Please set down all the lines beneath this one exactly, without the pictures.

**Point placement records:**
[start]

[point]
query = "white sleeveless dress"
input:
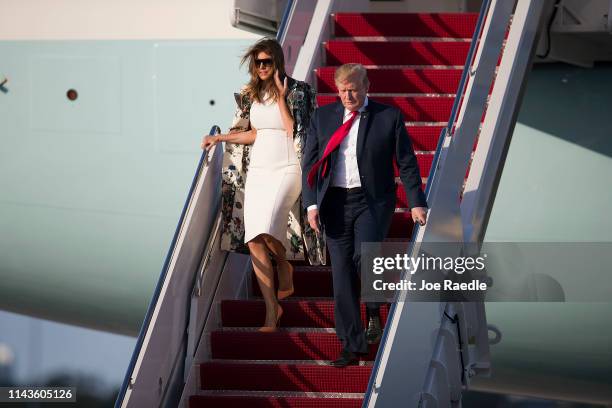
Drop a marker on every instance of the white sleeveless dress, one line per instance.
(274, 177)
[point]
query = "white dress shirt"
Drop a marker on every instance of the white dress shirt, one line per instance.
(346, 172)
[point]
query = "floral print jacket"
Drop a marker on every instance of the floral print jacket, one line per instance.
(301, 100)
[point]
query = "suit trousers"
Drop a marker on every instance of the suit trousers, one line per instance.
(348, 222)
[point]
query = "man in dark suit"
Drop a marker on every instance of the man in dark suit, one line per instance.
(348, 181)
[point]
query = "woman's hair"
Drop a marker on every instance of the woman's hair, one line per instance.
(256, 88)
(352, 71)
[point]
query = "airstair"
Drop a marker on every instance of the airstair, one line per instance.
(458, 79)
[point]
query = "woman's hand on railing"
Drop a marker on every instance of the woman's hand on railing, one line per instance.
(209, 141)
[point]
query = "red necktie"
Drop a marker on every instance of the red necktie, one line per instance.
(334, 142)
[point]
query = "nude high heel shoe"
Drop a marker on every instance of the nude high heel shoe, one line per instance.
(271, 329)
(283, 294)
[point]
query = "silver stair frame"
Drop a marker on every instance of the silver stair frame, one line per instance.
(155, 374)
(432, 349)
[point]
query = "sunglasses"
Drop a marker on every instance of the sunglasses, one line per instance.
(265, 62)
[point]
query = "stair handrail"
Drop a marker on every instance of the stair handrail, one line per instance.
(127, 381)
(467, 71)
(430, 179)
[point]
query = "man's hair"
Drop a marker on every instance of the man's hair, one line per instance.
(352, 71)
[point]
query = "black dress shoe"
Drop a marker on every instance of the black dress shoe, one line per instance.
(346, 358)
(374, 331)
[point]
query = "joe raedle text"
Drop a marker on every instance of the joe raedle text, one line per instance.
(446, 285)
(435, 273)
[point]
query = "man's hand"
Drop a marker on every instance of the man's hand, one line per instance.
(419, 215)
(313, 219)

[end]

**Task output:**
[point]
query = "white sleeveless dress"
input:
Drop a marker on every instance of the white sleeveless dress, one line per instance.
(274, 177)
[point]
query = "white dress shirt"
Drop a marker on every instance of the white dress shirt, one line per instance.
(346, 172)
[point]
query = "floral print jacket"
Drop a marker on every instance of the floral print jacket, one line per instance.
(301, 100)
[point]
query = "suit trousers"
Drop a marker on every instance of the suit trousers, one line per instance.
(348, 222)
[point]
query = "man in dark suit"
Drop a marker on every instance of the man in dark suit, one line per instance.
(348, 181)
[point]
query = "woman's hair"
Drop a marker on every instance of the woman's hair, one line per instance.
(256, 88)
(352, 71)
[point]
query = "airstair"
Drop a marker on every instance of the airstair, one line per instance.
(458, 79)
[point]
query = "woman's hand on railing"
Drop a marker on every instance of the woman's hand on railing, one line per instance.
(209, 141)
[point]
query = "red necktie"
Drop a marker on every instance of the red necktie, one line per instance.
(334, 142)
[point]
query = "nude high heel shoe"
Drop a marker on every instance of the nude high heel shoe, one line per instance.
(271, 329)
(283, 294)
[point]
query = "silver stair frame"
Drop a marker on every instance of the silver stair frame, one line per instance.
(155, 374)
(432, 349)
[point]
query = "sunglasses"
Drop a marker on every instance of the sunglasses, one line per instance.
(265, 62)
[point]
query = "stair handrail"
Drop a marker on every instance of the stair handrail, one line per instance.
(127, 381)
(467, 71)
(430, 179)
[point]
query = "man's hair"
Drop a marker on every instance of the man's hair, one line per instance.
(352, 71)
[point]
query = "black dress shoe"
Drop a marker on every instance of the black dress shoe, one line per instance.
(346, 358)
(374, 331)
[point]
query = "joe raedle text"
Drop a marker on every instance of the joe raedle text, one line per instance.
(446, 285)
(435, 273)
[point]
query = "man's hand"
Drop a marker on every instance of the man's hand, one line per instance.
(419, 215)
(313, 219)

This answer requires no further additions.